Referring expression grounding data

Start of Block

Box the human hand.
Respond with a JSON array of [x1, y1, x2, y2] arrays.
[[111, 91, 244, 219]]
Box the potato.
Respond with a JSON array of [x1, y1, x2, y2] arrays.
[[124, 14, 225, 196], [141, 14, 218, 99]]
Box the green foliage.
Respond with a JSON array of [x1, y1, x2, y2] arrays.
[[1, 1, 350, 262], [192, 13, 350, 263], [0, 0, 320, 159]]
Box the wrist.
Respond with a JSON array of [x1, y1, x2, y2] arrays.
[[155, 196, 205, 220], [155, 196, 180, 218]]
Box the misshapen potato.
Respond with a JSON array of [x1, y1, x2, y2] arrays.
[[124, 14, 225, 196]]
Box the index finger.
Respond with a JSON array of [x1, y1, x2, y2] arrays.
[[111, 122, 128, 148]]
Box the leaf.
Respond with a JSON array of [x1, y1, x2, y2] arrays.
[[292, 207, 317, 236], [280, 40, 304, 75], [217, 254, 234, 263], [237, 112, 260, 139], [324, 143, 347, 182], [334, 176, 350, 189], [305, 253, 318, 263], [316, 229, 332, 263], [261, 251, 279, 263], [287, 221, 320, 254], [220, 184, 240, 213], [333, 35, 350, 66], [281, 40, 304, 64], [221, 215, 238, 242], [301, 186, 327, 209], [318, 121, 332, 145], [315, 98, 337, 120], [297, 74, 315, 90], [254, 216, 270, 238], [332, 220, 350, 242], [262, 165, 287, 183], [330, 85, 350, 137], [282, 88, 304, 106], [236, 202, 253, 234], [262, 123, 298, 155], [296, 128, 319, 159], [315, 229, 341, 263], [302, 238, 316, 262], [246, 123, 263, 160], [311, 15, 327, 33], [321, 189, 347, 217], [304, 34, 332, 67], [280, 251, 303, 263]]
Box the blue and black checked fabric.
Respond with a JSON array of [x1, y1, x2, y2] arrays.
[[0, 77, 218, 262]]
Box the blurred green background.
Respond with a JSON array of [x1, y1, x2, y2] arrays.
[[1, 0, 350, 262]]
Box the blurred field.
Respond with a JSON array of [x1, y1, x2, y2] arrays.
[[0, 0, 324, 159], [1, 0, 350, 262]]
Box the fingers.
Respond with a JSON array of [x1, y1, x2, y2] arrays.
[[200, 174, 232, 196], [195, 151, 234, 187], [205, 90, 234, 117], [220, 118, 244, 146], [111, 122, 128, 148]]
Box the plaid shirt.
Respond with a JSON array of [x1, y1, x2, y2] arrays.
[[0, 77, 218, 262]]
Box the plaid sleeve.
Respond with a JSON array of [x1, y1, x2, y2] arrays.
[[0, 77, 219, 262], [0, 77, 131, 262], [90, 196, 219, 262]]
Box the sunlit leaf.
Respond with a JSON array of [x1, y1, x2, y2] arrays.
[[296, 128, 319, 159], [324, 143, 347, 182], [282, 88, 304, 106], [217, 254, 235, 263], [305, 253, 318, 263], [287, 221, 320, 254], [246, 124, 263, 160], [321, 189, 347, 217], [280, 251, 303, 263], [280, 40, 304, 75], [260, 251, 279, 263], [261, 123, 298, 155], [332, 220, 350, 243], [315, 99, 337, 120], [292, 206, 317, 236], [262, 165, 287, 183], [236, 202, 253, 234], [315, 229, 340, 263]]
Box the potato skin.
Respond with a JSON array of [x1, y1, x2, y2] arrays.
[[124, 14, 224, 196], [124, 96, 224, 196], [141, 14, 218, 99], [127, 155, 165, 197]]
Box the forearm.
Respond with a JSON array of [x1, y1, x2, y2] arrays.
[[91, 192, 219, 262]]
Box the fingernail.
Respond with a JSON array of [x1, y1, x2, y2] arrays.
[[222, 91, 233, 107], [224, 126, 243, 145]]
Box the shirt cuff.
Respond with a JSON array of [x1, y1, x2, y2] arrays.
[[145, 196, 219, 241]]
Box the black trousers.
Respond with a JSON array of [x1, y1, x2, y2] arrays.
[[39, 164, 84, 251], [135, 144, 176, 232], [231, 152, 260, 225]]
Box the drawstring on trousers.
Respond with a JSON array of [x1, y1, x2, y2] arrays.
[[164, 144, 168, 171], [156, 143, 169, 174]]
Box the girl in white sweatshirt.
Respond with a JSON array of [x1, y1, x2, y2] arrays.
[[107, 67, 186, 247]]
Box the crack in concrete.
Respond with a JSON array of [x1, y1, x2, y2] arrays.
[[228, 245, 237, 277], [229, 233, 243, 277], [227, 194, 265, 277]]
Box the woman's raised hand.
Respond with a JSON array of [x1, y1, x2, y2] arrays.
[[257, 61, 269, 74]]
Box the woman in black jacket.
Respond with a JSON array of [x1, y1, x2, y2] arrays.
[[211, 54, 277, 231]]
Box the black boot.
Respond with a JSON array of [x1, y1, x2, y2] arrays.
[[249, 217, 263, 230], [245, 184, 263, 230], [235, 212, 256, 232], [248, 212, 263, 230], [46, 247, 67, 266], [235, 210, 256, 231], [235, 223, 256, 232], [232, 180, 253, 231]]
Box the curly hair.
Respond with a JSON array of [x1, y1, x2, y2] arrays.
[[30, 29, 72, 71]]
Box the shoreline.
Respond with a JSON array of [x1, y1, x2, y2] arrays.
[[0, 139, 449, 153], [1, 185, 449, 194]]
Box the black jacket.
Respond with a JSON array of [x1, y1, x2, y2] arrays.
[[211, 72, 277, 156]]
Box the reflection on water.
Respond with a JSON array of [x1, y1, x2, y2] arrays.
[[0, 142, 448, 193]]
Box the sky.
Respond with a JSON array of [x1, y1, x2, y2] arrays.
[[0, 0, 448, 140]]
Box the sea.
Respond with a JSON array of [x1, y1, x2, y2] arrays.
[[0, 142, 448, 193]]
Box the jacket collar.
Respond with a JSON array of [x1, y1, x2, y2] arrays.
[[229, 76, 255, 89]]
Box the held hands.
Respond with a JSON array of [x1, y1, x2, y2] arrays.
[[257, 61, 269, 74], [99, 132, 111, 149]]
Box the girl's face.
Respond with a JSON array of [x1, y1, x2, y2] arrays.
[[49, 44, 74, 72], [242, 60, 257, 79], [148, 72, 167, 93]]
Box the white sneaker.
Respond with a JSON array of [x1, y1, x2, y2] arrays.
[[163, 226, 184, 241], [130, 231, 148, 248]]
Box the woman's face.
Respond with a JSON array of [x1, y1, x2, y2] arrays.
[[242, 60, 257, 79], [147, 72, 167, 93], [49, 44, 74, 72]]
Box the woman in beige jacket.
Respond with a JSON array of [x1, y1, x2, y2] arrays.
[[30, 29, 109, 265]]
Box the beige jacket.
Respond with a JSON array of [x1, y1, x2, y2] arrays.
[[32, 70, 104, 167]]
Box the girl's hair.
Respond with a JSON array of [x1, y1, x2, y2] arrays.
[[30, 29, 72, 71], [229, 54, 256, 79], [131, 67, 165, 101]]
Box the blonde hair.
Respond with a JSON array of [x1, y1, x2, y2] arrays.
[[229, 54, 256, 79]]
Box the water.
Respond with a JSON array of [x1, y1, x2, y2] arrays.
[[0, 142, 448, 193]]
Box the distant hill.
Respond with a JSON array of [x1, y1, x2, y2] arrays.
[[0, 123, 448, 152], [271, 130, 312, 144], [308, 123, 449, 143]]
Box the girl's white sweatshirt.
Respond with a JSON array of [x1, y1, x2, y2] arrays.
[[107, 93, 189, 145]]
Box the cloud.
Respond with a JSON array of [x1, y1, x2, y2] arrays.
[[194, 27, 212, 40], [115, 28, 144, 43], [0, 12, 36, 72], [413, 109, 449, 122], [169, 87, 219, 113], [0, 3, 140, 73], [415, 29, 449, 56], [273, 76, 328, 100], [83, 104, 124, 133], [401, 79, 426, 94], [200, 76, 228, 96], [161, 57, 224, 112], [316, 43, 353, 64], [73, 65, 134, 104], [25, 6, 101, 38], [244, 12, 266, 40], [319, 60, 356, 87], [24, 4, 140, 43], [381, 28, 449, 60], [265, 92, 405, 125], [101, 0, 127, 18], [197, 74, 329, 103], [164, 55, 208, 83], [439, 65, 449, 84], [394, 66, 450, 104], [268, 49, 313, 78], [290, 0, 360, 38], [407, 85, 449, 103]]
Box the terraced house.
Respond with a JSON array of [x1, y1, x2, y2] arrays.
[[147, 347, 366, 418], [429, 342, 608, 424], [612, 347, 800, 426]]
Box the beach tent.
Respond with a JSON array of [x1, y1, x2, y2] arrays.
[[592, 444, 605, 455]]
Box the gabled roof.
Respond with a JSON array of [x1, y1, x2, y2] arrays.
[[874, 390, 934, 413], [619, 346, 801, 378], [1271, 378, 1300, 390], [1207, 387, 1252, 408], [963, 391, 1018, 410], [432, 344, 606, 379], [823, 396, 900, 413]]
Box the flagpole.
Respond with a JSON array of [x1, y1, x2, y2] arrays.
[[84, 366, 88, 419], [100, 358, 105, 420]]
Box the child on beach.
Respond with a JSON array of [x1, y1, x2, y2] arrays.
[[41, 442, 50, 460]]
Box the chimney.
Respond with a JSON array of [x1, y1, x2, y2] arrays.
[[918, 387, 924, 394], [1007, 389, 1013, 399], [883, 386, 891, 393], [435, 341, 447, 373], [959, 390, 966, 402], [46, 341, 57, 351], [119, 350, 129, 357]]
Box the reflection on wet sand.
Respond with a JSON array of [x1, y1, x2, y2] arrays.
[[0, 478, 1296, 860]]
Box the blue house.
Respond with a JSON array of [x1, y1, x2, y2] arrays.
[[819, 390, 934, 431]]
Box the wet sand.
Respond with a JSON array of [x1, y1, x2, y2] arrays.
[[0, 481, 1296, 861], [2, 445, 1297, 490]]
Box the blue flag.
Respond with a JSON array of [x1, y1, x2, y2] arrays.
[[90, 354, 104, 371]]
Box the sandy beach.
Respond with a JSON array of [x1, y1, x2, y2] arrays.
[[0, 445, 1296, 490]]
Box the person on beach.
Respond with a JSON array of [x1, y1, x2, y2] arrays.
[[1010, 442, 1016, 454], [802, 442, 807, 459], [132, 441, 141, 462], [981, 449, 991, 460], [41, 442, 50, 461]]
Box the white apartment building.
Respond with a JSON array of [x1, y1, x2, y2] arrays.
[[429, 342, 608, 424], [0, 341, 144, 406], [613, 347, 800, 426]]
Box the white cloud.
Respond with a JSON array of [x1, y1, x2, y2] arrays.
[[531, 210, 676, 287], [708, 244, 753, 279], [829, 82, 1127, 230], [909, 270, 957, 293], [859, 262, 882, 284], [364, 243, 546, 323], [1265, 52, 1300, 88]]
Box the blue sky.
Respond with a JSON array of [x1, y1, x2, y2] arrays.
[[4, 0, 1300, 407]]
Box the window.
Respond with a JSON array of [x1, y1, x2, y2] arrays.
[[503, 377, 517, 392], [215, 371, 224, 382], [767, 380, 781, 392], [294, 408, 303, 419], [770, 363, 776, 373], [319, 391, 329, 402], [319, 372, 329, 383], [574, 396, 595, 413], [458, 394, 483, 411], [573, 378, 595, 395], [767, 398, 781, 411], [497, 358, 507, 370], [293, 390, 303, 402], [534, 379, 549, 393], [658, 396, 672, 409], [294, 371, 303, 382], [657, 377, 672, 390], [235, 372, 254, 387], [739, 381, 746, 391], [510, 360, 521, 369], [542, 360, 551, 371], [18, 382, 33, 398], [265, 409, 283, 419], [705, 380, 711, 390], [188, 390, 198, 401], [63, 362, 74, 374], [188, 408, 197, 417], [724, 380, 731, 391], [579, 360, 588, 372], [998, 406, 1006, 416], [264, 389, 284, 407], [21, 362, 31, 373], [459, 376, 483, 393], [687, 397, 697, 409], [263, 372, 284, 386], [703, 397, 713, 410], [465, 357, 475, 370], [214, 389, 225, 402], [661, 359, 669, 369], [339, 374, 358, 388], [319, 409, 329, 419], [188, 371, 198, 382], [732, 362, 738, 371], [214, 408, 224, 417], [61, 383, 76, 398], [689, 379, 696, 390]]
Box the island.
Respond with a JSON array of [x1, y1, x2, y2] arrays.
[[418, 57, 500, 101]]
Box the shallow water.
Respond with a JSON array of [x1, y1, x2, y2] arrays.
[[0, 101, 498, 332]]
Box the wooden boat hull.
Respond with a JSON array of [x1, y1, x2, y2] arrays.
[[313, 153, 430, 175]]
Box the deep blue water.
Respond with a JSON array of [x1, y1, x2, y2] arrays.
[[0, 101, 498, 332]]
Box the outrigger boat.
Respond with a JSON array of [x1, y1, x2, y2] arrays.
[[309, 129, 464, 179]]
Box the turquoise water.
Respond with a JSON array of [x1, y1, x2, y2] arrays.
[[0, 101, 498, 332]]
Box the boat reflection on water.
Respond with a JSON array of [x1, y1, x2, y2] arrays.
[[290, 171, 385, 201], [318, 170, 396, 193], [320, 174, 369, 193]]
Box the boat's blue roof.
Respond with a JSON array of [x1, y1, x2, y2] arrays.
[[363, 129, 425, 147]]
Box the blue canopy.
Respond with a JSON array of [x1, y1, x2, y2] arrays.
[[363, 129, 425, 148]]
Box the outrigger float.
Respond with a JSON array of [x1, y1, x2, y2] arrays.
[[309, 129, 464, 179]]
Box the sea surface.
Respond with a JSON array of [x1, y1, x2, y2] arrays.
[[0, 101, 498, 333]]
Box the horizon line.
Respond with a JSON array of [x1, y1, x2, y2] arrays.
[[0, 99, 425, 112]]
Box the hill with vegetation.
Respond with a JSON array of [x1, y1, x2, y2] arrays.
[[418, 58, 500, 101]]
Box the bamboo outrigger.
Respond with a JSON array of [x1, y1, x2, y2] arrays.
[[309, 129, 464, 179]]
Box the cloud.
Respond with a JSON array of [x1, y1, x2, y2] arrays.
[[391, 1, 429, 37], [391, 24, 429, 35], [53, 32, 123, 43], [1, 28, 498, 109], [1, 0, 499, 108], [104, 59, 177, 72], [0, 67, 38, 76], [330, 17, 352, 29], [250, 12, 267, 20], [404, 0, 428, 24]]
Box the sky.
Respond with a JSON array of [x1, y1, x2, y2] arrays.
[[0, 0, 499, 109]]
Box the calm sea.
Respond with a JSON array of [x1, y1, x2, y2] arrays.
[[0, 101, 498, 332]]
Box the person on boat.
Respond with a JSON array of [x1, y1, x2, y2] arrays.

End of Block

Work to be completed
Among the entries above, copy exactly only the lines starting with the one containing "Box the fingers." and going through the one containing "Box the drawstring on trousers.", both ends included.

Solution for this task
Box the fingers.
Respond with a JSON array of [x1, y1, x2, y2] arrays.
[[200, 174, 232, 196], [195, 151, 234, 187], [205, 90, 234, 117], [220, 118, 244, 146], [111, 122, 128, 148]]
Box the plaid shirt.
Respond with a JSON array of [x1, y1, x2, y2] arrays.
[[0, 77, 218, 262]]
Box the plaid sleeve.
Respond with a JSON array of [x1, y1, x2, y2] arrays.
[[0, 77, 219, 262], [0, 77, 131, 262], [90, 196, 219, 262]]
Box the sunlit leaf.
Respond with a JSON array of [x1, y1, x2, y2] arrays.
[[296, 128, 319, 159], [324, 143, 347, 182], [282, 88, 304, 106], [217, 254, 235, 263], [305, 253, 318, 263], [287, 221, 320, 254], [246, 124, 263, 160], [321, 189, 347, 217], [280, 251, 303, 263], [280, 40, 304, 75], [260, 251, 279, 263], [261, 123, 298, 155], [332, 220, 350, 243], [315, 99, 337, 120], [292, 206, 317, 236], [262, 165, 287, 183], [236, 202, 253, 234], [315, 229, 340, 263]]
Box the potato skin.
Respond with a JSON array of [x1, y1, x2, y2] arrays.
[[124, 14, 224, 196], [124, 96, 224, 196], [141, 14, 218, 99], [127, 155, 165, 197]]
Box the forearm.
Respond with a JSON array of [x1, y1, x2, y2] arrays.
[[91, 192, 219, 262]]
Box the fingernail.
Respond with a JSON array of [x1, y1, x2, y2] arrays.
[[222, 91, 233, 107], [224, 126, 243, 145]]
Box the shirt cuff.
Respond with a JSON array of [x1, y1, x2, y2] arrays.
[[145, 196, 219, 241]]
Box the black trousers.
Respond with a JSON array of [x1, y1, x2, y2] arrays.
[[39, 164, 84, 251], [135, 144, 176, 232], [231, 152, 260, 225]]
Box the drawstring on trousers.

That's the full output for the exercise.